[begin Material shown]

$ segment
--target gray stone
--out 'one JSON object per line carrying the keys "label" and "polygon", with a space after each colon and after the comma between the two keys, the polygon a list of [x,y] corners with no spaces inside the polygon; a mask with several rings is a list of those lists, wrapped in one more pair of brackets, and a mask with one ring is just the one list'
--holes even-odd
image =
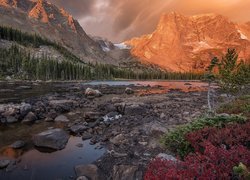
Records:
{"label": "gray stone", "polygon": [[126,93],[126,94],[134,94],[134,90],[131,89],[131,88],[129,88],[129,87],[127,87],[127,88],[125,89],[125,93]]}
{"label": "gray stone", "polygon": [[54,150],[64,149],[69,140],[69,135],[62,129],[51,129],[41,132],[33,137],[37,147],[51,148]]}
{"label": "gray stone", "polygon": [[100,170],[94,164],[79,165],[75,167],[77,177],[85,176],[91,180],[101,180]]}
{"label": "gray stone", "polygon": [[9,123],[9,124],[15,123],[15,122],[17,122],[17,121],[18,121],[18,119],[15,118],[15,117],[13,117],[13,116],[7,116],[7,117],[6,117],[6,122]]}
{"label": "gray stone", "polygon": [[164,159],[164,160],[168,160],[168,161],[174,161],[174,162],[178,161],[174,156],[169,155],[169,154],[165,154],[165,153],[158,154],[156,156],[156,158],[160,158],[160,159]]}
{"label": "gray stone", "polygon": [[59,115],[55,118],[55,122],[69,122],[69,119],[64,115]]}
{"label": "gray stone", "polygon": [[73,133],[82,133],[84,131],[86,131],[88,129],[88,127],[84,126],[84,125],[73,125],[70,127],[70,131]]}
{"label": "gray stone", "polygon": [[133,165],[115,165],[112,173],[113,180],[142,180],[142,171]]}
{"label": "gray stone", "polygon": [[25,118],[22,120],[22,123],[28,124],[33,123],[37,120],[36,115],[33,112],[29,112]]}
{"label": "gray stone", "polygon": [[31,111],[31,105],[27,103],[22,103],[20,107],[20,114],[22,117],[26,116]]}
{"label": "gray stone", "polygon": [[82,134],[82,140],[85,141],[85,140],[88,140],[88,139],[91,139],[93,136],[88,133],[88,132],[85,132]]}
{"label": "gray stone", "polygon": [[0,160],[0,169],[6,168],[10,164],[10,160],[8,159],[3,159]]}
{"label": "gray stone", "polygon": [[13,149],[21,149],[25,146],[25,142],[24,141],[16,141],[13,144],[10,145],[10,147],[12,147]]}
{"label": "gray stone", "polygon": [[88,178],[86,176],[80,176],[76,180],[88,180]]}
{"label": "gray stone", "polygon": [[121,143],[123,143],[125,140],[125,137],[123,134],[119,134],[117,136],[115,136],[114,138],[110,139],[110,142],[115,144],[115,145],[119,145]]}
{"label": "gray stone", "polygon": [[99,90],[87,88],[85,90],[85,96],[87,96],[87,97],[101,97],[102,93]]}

[end Material shown]

Set down verbatim the part that opens with the first line of the entries and closes with the line containing "--out 'one JSON", with both of those lines included.

Output of the task:
$ segment
--target gray stone
--out 'one JSON object per line carrying the keys "label" and "polygon", with a space after each colon and after the comma between the two keys, the polygon a list of [x,y] corners with no spaces inside the polygon; a mask with several rings is a list of those lists, wrapped in one more pair of brackets, and a mask with one ring is just the one list'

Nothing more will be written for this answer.